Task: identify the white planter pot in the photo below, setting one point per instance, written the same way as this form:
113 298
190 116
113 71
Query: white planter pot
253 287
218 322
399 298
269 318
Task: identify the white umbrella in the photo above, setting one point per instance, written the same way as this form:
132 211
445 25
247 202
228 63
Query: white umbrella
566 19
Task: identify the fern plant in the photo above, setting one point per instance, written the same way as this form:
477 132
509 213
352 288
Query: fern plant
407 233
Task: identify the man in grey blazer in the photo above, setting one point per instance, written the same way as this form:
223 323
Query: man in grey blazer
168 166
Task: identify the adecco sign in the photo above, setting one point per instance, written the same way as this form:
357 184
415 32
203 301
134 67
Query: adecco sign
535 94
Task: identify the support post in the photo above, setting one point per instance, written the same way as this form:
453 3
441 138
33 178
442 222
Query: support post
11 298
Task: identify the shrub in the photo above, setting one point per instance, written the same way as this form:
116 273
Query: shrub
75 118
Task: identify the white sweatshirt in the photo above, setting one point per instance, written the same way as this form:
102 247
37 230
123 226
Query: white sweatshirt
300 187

-------

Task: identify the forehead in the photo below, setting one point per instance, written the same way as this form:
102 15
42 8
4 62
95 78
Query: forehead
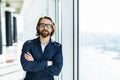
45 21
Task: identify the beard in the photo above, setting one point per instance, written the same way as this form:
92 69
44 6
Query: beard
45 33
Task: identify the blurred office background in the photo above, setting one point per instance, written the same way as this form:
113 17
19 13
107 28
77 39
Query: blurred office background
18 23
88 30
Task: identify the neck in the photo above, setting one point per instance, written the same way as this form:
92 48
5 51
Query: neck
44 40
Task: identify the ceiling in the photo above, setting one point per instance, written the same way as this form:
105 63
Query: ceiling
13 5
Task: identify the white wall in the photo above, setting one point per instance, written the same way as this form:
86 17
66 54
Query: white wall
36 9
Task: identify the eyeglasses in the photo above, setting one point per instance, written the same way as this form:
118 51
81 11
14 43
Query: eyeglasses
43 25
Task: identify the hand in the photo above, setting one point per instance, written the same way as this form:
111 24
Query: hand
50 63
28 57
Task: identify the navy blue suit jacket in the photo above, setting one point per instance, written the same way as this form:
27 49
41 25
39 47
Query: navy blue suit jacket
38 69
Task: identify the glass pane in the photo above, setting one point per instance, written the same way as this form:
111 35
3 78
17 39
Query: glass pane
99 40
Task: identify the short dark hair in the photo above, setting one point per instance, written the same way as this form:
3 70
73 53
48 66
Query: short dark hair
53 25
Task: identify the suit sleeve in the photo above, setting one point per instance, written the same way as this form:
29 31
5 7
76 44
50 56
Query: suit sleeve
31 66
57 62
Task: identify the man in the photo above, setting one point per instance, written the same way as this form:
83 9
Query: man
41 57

-------

• Directions
Pull out each line of the listing above that contains the word "sleeve", and copy those lines in their original order.

• Expected answer
Task: identify the suit sleeve in the photo above, setting one point per instance, written the same way as this form:
Query: suit sleeve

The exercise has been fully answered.